Passage given ->
····················
Python/C API, Numeric Python, Type Conversion

[ronysk]

Hi,

I am posting here to seek for help on type conversion between Python
(Numeric Python) and C.

Attachment A is a math function written in C, which is called by a Python
program. I had studied SWIG and Python/C API a bit. I was able to pass
numeric array (Numeric Python) into the C function and access/change these
arrays.

Problem I am having is that I couldn't quite get the array converted back to
some PyObject or something that Python Interpreter can understand. So,
alternatively I passed an empty numeric array as well as other arguments,
and had return value(result) stored in that chunk of place. It sort of
worked. However, if such function was called few times, it would result in
segmentation fault.

This is a lousy way to get around the return type matter, and probably is
causing seg fault. Besides a correct type conversion, a proper SWIG
interface probably could've saved all the fuss, maybe? ( attachment B is the
SWIG interface I am using for this function)

I am trying to study more on C API section of NumPy document, and to gain
more knowledge off SWIG(which I only understand very basic way of it). Any
feedback will be great. Thanks for your time, friends. Truly appreicate
your precious time.

Ronnie


P.S. Those PyObject pointers are created with Numeric.Array( data,
Numeric,Float64).


Attachment A

/*
*******************************************************************************
*
*  Function Name : 
*     cressman()
*  
*  Usage :
*     PyObject* cressman
*     (int nx,int ny,PyObject* result,PyObject* us,PyObject* rlats,
PyObject* 
*      rlons, int nst,float disinf,float slon,float elon,float slat,float
elat)
····················
Given data ->
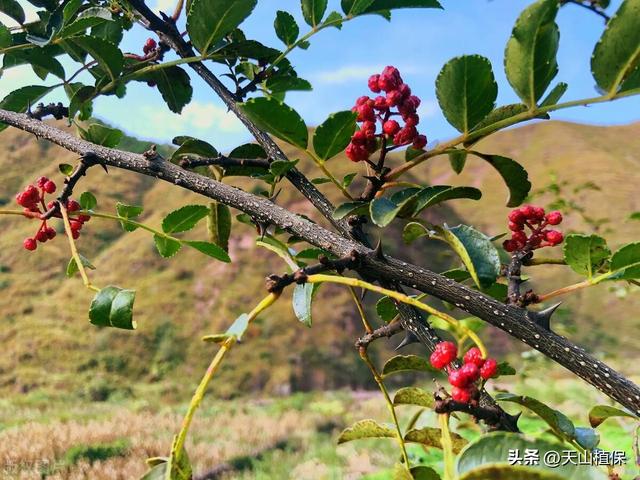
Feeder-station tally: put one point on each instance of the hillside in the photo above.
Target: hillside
(44, 314)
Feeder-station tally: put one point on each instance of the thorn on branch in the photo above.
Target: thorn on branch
(493, 417)
(276, 284)
(384, 331)
(543, 317)
(57, 110)
(86, 161)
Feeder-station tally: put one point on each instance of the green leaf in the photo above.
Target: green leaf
(209, 21)
(80, 97)
(184, 218)
(509, 472)
(422, 472)
(128, 211)
(586, 254)
(104, 52)
(219, 224)
(167, 247)
(514, 175)
(466, 91)
(559, 422)
(278, 119)
(40, 59)
(476, 251)
(239, 327)
(615, 62)
(432, 195)
(366, 429)
(530, 57)
(400, 472)
(88, 201)
(12, 9)
(286, 28)
(413, 396)
(101, 135)
(555, 94)
(350, 208)
(384, 5)
(5, 37)
(403, 363)
(72, 266)
(600, 413)
(386, 309)
(286, 83)
(88, 18)
(625, 263)
(19, 100)
(431, 437)
(210, 249)
(587, 438)
(501, 113)
(355, 7)
(457, 159)
(334, 134)
(302, 300)
(65, 169)
(194, 147)
(382, 211)
(174, 84)
(491, 450)
(313, 11)
(113, 307)
(414, 230)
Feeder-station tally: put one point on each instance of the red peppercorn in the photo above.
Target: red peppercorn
(554, 218)
(474, 355)
(462, 395)
(420, 142)
(391, 127)
(489, 369)
(471, 371)
(30, 244)
(373, 83)
(49, 187)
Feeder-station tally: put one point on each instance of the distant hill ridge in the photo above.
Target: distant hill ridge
(44, 315)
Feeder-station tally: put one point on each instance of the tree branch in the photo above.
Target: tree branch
(516, 321)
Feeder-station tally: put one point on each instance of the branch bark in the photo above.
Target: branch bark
(512, 319)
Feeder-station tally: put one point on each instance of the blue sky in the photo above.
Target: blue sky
(338, 64)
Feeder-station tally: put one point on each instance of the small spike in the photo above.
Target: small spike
(379, 254)
(543, 317)
(408, 339)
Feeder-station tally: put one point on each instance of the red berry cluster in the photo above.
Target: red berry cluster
(535, 219)
(464, 380)
(32, 199)
(380, 109)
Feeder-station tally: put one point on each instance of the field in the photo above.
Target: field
(290, 437)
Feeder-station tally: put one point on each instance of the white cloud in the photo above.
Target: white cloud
(196, 119)
(165, 6)
(347, 74)
(428, 108)
(359, 73)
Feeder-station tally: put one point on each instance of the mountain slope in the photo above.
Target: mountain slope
(44, 319)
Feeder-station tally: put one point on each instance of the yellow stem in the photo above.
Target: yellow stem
(198, 395)
(74, 250)
(354, 282)
(388, 401)
(447, 447)
(363, 316)
(321, 164)
(564, 290)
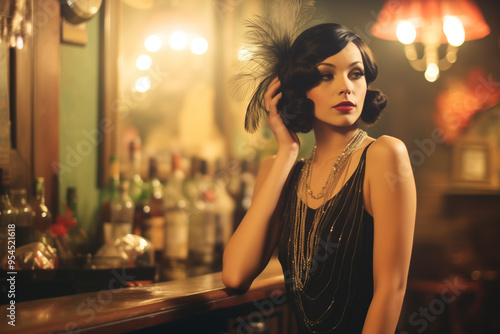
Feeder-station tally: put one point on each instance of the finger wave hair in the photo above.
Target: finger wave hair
(298, 74)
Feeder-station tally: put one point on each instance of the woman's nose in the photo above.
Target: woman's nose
(345, 86)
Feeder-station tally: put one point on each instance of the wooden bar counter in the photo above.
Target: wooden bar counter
(182, 306)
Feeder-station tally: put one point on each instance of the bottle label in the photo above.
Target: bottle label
(154, 231)
(202, 235)
(116, 230)
(176, 234)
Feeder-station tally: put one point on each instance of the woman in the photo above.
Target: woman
(343, 219)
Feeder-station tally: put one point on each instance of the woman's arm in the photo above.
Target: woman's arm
(393, 204)
(253, 242)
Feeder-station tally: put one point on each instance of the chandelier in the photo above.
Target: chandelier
(432, 23)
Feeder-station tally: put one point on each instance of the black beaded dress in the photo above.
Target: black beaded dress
(338, 292)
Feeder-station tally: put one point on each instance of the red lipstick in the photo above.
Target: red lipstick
(345, 106)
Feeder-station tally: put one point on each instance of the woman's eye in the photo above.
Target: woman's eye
(358, 74)
(326, 76)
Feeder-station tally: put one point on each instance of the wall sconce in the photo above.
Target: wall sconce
(432, 23)
(15, 22)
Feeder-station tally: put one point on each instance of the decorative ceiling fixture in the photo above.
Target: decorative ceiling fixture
(432, 23)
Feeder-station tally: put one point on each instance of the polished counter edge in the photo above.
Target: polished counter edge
(134, 308)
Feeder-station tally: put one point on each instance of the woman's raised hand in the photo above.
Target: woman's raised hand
(287, 140)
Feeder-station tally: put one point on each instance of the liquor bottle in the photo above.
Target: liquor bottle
(137, 193)
(78, 237)
(245, 192)
(202, 223)
(7, 215)
(175, 253)
(108, 194)
(122, 212)
(190, 185)
(25, 230)
(224, 214)
(42, 215)
(153, 213)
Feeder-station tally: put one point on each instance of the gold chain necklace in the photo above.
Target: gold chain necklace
(303, 254)
(339, 164)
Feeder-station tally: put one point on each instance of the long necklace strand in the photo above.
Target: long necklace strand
(303, 254)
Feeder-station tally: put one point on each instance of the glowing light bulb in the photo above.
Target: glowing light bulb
(244, 54)
(432, 72)
(142, 84)
(19, 43)
(406, 32)
(143, 62)
(454, 30)
(178, 40)
(153, 43)
(199, 46)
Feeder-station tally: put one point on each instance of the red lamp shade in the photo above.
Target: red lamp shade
(429, 13)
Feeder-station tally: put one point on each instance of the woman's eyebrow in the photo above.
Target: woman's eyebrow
(331, 65)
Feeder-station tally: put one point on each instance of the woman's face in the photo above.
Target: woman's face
(340, 95)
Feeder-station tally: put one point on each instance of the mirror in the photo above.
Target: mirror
(166, 68)
(16, 63)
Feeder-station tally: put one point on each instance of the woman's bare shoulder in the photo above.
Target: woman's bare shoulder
(386, 146)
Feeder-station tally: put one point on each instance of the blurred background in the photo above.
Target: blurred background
(142, 94)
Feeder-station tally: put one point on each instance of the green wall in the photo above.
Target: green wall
(79, 110)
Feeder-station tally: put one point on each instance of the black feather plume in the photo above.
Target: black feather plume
(268, 40)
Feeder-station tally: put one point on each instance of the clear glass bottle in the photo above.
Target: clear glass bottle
(203, 224)
(137, 184)
(153, 213)
(224, 214)
(175, 252)
(78, 238)
(108, 194)
(42, 215)
(7, 212)
(122, 212)
(25, 230)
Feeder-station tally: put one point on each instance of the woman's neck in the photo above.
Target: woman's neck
(331, 141)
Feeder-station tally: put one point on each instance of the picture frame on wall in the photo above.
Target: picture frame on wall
(474, 164)
(75, 34)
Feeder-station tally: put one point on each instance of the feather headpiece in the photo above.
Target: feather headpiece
(268, 39)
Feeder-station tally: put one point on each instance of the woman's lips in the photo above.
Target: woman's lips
(345, 106)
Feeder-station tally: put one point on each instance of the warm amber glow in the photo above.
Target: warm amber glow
(432, 72)
(406, 32)
(199, 46)
(143, 62)
(178, 40)
(430, 22)
(153, 43)
(142, 84)
(454, 30)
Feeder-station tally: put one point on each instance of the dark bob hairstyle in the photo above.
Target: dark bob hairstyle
(298, 74)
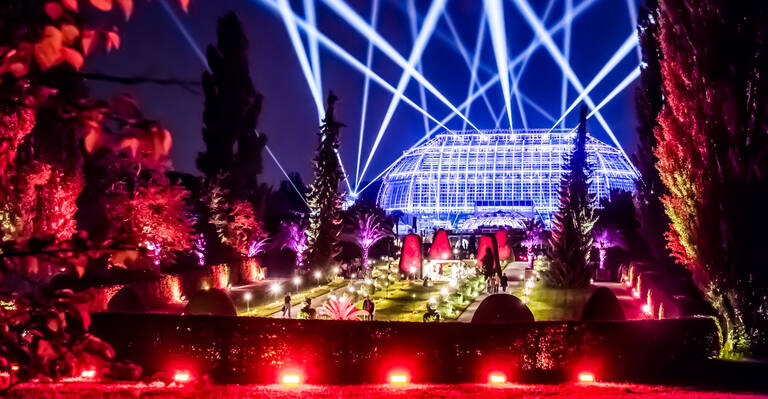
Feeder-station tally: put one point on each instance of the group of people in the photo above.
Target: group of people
(495, 282)
(307, 312)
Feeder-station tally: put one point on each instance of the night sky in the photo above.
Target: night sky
(152, 45)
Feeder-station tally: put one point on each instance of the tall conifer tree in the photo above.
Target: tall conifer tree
(324, 197)
(571, 240)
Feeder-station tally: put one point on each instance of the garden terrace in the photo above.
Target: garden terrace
(257, 350)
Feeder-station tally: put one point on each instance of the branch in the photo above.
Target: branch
(191, 86)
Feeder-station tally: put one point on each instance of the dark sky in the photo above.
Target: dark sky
(152, 45)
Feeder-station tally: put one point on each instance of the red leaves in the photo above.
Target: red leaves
(126, 6)
(103, 5)
(54, 10)
(113, 40)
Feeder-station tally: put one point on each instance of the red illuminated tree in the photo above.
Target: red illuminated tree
(649, 101)
(324, 197)
(571, 240)
(713, 156)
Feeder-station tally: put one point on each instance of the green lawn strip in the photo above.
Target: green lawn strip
(272, 307)
(556, 303)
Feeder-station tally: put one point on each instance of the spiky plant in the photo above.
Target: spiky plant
(341, 308)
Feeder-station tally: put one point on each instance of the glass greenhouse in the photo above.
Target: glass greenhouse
(467, 180)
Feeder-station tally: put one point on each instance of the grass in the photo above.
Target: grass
(556, 303)
(270, 308)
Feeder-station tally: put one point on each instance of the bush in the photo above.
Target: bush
(602, 305)
(256, 350)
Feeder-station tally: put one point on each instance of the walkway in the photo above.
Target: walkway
(512, 268)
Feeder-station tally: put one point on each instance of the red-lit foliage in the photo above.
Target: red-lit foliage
(501, 240)
(485, 244)
(441, 246)
(251, 271)
(410, 259)
(712, 151)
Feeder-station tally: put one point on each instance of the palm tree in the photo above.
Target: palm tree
(367, 229)
(534, 235)
(607, 237)
(341, 309)
(293, 236)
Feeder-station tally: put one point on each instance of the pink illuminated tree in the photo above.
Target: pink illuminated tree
(367, 229)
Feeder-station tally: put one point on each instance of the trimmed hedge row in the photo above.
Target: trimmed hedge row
(257, 350)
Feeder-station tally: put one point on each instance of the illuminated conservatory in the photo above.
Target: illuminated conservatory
(469, 180)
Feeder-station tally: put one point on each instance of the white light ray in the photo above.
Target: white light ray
(473, 64)
(411, 10)
(495, 11)
(427, 28)
(352, 61)
(314, 53)
(632, 9)
(622, 52)
(357, 22)
(621, 86)
(567, 54)
(204, 61)
(274, 158)
(535, 43)
(366, 88)
(549, 44)
(286, 14)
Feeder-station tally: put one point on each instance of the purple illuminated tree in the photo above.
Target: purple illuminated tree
····················
Written problem -> Continue the forum post about converting Numeric Python arrays to and from C, starting right after its last line.

Output for this exercise ->
*
*  Description :
*     Objective analysis by Cressman method
*
*  Aumument :
*     nx(I)    : x-dimension of grid data 
*     ny(I)    : y-dimension of grid data
*     result(I): an empty result set
*     us(I)    : input station data                
*     rlons(I) : x-coordinate of station
*     rlats(I) : y-coordinate of station
*     nst(I)   : number of station data
*     disinf(I): influence radius distance(km)
*     slon(I)  : x-coordinate of start grid longitude
*     elon(I)  : x-coordinate of end grid longitude
*     slat(I)  : y-coordinate of start grid latitude
*     elat(I)  : y-coordinate of end grid latitude
*     
*   Data Files : None
*  
*   Called Function :
*     ardist()    
*
*   Return Value : 
*      data    : grid data value    
*
*   Linking Lib : None
*
***************************************************************************                         
*/
PyObject* cressman
(int nx,int ny,PyObject* result,PyObject* us,PyObject* rlats, PyObject*
rlons, int nst,float disinf,float slon,float elon,float slat,float elat)
{
   if( nst < 1)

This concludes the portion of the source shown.